§ **Text provided**:
■ ■ ■ ■ ■ ■ ■

Barry Scheck, American lawyer, co-founded the Innocence Project, born September 19, 1949.
The Innocence Project is a non-profit legal organization that is committed to help exonerate wrongly convicted people through the use of DNA testing and to reforming the criminal justice system to prevent future injustice. The Innocence Project was founded in 1992 by Barry Scheck and Peter Neufeld. To date, the work of the Innocence Project has led to the freeing of 329 wrongfully convicted people, including 18 who spent time on death row.
As of June 2014, 316 people previously convicted of serious crimes in the United States had been exonerated by DNA testing since 1989, 18 of whom had been sentenced to death. Almost all (99%) of the convictions proven to be false were of males, with minority groups also disproportionately represented (approximately 70%). The National Registry of Exonerations lists 1,579 convicted defendants who were exonerated through DNA and non-DNA evidence from January 1, 1989 through April 12, 2015. According to a study published in 2014, more than 4% of persons sentenced to death from 1973 to 2004 are probably innocent. The following are some examples of notable exonerations:
- In 2000, Neil J. Miller was exonerated after serving 10 years in prison of a 22 year sentence for the rape of a Boston college student. The Innocence Project and Cardozo Law Student, E. Elliot Adler, took the lead in Miller’s case, representing only the second inmate in Massachusetts history to be cleared on DNA evidence. After Miller’s exoneration, Lawrence Taylor, the true perpetrator of the crime was identified.
- In 2004, Darryl Hunt was exonerated after serving 19.5 years in prison of a life sentence for the rape and murder of a newspaper copy editor, Deborah Sykes.
- In 2007, after an investigation begun by The Innocence Project, James Calvin Tillman was exonerated after serving 16.5 years in prison for a rape he did not commit. His sentence was 45 years.
- In 2007, Lynn DeJac’s 1994 conviction was reversed on the basis of DNA evidence. She had been convicted of murdering her daughter Crystallynn Girard on February 13, 1993. She was the first woman to be exonerated of murder on the basis of DNA evidence.
- In 2007, Floyd Brown was exonerated for the murder of an 80-year-old woman in Wadesboro, NC. Brown had served 14 years in Dorothea Dix Hospital and had the mental capacity of a 7-year-old. He had been convicted solely on the basis of a false confession by a State Bureau of Investigation (SBI) agent, who claimed that Brown had dictated the confession to him; however, Brown’s mental state precluded that possibility. Floyd sued the state of North Carolina following his release.
- In December 2009, James Bain was exonerated by DNA testing for a kidnapping, burglary, and rape he did not commit. Bain’s appeal had previously been denied four separate times. His 35-year imprisonment made him the longest-incarcerated victim of a wrongful conviction to be freed through DNA evidence.
- In June 2009, Barry Gibbs was awarded the largest civil rights settlement by the City of New York to that time of $9.9 million. He received an additional $1.9 million settlement from New York state in late 2010. He was wrongly convicted of the 1986 murder of Brooklyn prostitute Virginia Robertson based on coerced testimony by a witness during the investigation by NYPD detective Louis Eppolito, who was later convicted for serving as a mob hit man on the side. Gibbs’s original sentence was 20 years to life, of which he served just under 19 years. Gibbs had been repeatedly denied parole because of his lack of admission of guilt. Gibbs was exonerated in 2006 with help from the Innocence Project.
- In September 2010, days before he was to be executed, Kevin Keith was granted clemency by Ohio Governor Ted Strickland, thanks in part to the Ohio Innocence Project.
- In February 2010, Greg Taylor was exonerated for the murder of a North Carolina prostitute after serving 17 years in prison. Taylor had been convicted without physical evidence, and the SBI failed to report all of their testing results during Taylor’s original trial. Taylor described his experience as “the perfect storm of bad luck.”
- In 2014, Glenn Ford was exonerated for the murder of Isadore Newman. Ford, an African American, was convicted by an all-white jury without any physical evidence linking him to the crime, and with testimony withheld. He served 30 years on death row in Angola Prison before his release.

■ ■ ■ ■ ■ ■ ■

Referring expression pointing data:
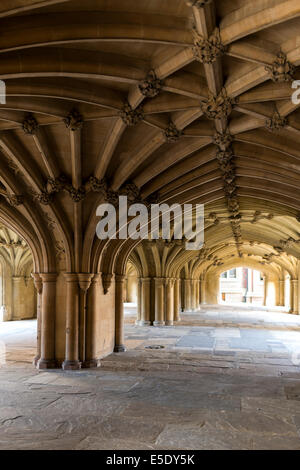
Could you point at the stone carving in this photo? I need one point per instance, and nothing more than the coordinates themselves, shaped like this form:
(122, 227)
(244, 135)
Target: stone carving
(218, 107)
(14, 200)
(223, 140)
(276, 122)
(55, 185)
(74, 120)
(131, 116)
(172, 134)
(205, 50)
(281, 70)
(59, 250)
(258, 215)
(95, 185)
(106, 282)
(44, 198)
(30, 124)
(151, 86)
(77, 194)
(287, 243)
(131, 191)
(198, 3)
(233, 204)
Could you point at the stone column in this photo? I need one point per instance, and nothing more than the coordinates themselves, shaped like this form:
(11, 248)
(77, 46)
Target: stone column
(265, 290)
(119, 313)
(203, 289)
(193, 295)
(177, 300)
(91, 319)
(169, 302)
(187, 294)
(16, 298)
(85, 280)
(282, 292)
(145, 301)
(197, 282)
(71, 361)
(294, 296)
(47, 359)
(38, 284)
(139, 302)
(159, 302)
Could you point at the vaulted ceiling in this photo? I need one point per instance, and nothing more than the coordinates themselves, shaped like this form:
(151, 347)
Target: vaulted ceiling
(189, 100)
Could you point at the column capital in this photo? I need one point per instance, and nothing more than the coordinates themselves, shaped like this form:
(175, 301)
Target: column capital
(85, 280)
(120, 278)
(106, 281)
(71, 277)
(48, 277)
(96, 277)
(38, 283)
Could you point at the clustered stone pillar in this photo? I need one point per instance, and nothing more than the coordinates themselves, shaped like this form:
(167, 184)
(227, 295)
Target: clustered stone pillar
(282, 292)
(202, 291)
(90, 349)
(47, 359)
(119, 312)
(38, 283)
(145, 301)
(187, 294)
(177, 300)
(265, 290)
(72, 323)
(159, 302)
(85, 280)
(139, 301)
(294, 296)
(169, 302)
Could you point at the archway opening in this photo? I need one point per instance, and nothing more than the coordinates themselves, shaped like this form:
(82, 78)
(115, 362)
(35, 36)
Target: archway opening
(244, 286)
(18, 299)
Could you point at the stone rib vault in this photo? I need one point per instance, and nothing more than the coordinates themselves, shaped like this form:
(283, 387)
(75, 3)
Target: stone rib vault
(161, 100)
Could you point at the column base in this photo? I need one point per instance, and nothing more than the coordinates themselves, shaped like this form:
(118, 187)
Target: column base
(43, 364)
(91, 364)
(36, 360)
(71, 365)
(120, 348)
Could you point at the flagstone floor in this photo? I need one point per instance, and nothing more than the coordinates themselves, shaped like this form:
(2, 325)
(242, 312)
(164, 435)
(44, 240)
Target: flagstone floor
(224, 378)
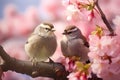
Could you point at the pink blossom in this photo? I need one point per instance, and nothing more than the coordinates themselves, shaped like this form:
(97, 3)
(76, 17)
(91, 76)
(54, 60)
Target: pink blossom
(105, 56)
(77, 76)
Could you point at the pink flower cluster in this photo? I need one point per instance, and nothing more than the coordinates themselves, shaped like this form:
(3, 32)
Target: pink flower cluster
(105, 55)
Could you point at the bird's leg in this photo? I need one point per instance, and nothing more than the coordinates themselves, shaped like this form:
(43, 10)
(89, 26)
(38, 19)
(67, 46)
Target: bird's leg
(34, 61)
(50, 60)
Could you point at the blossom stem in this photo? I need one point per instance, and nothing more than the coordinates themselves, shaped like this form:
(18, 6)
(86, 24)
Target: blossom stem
(104, 18)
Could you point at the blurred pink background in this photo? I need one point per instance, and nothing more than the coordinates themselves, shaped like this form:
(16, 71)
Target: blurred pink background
(18, 19)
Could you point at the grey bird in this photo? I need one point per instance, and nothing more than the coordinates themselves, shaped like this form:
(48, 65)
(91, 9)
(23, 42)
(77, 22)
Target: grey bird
(74, 43)
(42, 43)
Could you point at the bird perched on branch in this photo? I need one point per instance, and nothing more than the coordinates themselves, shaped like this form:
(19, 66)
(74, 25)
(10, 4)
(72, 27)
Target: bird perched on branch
(74, 44)
(42, 43)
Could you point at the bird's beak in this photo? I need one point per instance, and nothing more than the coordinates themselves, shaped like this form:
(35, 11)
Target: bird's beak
(65, 32)
(52, 30)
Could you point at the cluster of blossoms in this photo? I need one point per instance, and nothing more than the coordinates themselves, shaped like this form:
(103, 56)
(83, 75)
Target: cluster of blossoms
(105, 54)
(104, 49)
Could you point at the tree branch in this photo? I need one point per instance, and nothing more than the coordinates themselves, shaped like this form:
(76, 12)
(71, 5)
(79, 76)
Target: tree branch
(104, 18)
(45, 69)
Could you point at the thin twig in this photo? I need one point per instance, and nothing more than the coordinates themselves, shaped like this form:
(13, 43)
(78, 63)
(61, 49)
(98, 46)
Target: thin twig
(44, 69)
(104, 18)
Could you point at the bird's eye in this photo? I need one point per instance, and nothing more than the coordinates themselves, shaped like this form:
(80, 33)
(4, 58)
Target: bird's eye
(47, 29)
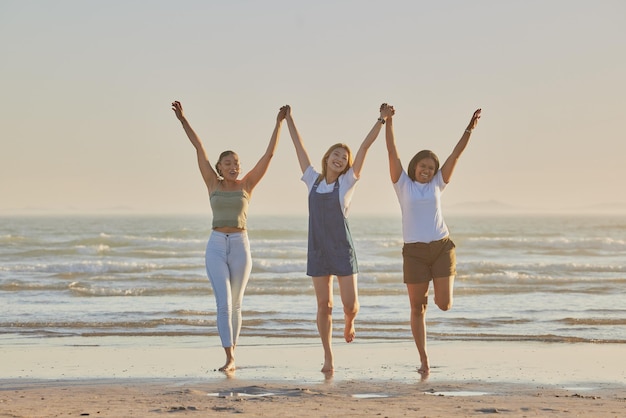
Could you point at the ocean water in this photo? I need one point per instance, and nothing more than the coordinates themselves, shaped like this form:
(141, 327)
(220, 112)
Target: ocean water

■ ■ ■ ■ ■ ■ ■

§ **Required work**: Please return the passage of the Innocence Project text starting at "- In 2004, Darryl" and ending at "was 45 years.", copied word for word. The items aren't needed for this.

§ **Response**:
- In 2004, Darryl Hunt was exonerated after serving 19.5 years in prison of a life sentence for the rape and murder of a newspaper copy editor, Deborah Sykes.
- In 2007, after an investigation begun by The Innocence Project, James Calvin Tillman was exonerated after serving 16.5 years in prison for a rape he did not commit. His sentence was 45 years.